### WHAT IS ASKED
Put the lines of the records into a numbered list, skipping any blank lines. Start at the line containing "Would you be able to tag the orange" and go through the end of the records, including both ends.

[Pointing entries for labeled objects]
↓
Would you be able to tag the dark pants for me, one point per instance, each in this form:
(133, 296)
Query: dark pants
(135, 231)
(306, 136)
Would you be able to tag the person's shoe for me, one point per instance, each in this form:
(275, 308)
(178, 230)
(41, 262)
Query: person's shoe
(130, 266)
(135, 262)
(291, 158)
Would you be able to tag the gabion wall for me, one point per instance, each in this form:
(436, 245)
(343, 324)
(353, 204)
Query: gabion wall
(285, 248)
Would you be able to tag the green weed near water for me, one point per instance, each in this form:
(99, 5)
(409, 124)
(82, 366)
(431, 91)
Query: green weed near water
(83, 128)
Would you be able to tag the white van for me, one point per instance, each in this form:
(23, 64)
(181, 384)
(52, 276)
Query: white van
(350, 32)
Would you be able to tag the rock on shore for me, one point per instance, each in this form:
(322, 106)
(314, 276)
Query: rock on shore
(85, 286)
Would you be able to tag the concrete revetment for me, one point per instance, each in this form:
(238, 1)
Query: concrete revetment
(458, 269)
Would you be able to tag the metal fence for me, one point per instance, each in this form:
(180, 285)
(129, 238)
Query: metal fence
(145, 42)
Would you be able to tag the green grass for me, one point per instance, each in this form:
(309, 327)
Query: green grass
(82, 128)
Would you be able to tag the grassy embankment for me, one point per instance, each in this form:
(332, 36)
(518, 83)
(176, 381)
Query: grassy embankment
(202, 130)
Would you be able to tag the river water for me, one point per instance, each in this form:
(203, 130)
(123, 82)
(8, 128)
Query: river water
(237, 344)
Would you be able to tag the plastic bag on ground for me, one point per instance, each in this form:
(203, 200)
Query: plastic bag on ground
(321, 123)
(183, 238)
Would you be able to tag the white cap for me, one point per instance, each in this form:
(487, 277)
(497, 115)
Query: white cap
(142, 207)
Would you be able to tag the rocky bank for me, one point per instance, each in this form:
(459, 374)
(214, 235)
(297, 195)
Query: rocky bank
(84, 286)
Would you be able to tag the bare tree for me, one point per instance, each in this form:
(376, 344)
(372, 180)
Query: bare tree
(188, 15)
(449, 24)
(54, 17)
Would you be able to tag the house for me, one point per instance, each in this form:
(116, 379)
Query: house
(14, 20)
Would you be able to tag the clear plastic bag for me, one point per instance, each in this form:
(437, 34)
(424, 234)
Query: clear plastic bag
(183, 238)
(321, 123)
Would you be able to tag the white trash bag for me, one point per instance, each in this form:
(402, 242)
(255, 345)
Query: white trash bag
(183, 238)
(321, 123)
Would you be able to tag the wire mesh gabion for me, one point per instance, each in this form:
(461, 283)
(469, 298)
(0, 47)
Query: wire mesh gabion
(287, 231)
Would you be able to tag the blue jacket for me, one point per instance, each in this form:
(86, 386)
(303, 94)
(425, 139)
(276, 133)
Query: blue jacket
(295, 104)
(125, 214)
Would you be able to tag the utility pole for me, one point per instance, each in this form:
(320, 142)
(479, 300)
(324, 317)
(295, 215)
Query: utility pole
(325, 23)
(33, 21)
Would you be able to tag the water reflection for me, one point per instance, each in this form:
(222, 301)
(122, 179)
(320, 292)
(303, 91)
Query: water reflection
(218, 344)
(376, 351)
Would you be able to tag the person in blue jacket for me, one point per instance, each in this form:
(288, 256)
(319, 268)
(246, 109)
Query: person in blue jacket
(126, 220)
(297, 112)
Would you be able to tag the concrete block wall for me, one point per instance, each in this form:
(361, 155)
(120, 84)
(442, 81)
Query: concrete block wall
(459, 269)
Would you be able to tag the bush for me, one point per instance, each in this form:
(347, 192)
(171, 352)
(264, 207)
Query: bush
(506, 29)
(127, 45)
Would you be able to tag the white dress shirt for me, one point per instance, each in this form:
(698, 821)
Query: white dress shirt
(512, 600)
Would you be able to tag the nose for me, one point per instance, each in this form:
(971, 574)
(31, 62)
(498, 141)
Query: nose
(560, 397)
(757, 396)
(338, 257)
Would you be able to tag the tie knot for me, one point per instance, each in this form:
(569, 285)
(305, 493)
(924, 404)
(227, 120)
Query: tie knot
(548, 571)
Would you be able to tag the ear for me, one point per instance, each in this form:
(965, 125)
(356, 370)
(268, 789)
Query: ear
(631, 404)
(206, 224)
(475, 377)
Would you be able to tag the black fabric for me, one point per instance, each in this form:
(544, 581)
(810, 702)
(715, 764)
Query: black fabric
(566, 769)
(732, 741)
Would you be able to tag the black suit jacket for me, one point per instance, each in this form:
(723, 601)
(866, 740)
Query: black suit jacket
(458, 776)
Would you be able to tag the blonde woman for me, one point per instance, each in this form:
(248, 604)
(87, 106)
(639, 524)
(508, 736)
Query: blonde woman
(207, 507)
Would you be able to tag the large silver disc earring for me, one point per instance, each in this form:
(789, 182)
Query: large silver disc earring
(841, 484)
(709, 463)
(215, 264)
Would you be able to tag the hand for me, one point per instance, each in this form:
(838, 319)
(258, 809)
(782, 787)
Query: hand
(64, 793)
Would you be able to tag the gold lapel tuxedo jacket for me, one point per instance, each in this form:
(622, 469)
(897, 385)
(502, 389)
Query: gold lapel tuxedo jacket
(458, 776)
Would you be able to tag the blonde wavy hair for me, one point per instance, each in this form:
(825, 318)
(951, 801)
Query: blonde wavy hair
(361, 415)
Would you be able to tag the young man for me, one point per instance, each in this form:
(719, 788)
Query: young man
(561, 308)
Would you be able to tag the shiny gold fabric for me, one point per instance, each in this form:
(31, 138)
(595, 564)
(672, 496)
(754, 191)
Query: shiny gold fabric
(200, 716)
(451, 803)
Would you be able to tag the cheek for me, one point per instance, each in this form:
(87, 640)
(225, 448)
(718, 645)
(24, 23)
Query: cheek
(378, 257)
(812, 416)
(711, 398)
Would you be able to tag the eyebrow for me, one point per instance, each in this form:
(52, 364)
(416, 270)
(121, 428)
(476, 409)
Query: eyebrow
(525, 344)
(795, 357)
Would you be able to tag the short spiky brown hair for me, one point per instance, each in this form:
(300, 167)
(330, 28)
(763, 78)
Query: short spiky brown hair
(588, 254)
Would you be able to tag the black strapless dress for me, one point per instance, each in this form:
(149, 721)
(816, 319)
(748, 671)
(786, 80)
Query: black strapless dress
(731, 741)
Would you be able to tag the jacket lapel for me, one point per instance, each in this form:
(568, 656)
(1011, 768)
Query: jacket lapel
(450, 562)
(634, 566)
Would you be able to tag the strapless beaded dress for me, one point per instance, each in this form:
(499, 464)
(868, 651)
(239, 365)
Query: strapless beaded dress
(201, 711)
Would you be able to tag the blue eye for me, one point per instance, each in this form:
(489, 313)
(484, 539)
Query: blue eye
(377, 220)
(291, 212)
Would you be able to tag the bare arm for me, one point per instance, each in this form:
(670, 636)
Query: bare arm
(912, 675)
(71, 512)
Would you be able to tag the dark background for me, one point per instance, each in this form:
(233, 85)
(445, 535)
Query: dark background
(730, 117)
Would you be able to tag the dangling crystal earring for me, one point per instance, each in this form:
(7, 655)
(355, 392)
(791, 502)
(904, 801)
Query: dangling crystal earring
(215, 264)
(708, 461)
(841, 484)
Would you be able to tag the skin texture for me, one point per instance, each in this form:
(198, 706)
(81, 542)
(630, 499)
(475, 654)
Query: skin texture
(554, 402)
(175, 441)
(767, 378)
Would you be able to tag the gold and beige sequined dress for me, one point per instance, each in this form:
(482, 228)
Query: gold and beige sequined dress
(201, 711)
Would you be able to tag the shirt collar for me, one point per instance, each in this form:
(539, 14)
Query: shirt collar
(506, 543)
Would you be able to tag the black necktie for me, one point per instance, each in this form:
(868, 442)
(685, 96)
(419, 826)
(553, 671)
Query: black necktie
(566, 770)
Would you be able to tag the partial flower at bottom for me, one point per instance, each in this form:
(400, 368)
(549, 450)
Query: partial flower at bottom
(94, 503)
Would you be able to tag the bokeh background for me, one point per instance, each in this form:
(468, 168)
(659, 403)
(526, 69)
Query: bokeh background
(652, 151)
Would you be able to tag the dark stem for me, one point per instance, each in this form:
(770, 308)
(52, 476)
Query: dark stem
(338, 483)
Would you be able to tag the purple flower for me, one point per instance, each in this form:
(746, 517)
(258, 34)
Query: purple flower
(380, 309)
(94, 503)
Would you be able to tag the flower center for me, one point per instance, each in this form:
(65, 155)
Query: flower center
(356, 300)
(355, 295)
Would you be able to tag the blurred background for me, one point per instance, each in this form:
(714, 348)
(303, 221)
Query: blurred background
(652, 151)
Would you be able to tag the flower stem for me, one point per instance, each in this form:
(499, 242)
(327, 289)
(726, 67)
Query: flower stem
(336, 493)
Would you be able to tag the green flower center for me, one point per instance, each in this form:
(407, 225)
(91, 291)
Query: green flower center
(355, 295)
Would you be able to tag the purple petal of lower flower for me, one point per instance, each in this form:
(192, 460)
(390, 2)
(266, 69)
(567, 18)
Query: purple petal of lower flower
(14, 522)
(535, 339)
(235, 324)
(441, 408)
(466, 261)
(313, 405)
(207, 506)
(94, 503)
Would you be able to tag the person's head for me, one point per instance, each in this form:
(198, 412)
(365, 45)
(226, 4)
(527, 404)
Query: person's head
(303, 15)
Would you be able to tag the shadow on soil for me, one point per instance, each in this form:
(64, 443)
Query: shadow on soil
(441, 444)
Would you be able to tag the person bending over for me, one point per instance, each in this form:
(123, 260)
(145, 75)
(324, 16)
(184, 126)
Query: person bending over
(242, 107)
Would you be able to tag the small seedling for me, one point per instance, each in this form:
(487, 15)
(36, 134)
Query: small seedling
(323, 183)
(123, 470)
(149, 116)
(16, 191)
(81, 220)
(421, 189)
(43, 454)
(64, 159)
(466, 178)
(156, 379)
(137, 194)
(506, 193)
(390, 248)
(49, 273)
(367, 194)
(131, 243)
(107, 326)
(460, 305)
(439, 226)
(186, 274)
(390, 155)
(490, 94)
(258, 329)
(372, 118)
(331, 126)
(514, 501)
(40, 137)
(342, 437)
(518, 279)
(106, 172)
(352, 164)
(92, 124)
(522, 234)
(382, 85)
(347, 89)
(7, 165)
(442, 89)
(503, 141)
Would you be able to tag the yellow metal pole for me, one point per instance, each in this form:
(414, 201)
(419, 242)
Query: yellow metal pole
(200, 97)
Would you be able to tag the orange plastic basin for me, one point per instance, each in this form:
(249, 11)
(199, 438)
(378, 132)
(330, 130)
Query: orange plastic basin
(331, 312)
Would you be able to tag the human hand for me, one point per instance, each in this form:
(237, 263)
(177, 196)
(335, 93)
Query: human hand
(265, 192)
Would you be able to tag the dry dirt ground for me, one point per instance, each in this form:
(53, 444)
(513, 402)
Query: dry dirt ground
↑
### WRITTEN RESPONSE
1. Would you be able to tag the orange plastic basin for me, one point per instance, each in this form:
2. (249, 11)
3. (199, 438)
4. (378, 132)
5. (330, 130)
6. Query: orange plastic basin
7. (331, 312)
8. Would you be able to tag the human hand for me, one point per instance, each in this form:
9. (237, 263)
10. (177, 196)
11. (335, 93)
12. Query: human hand
13. (265, 192)
14. Would you be able to tag the dry dirt ground for me, one point per instance, each in this form:
15. (53, 444)
16. (513, 402)
17. Query: dry dirt ground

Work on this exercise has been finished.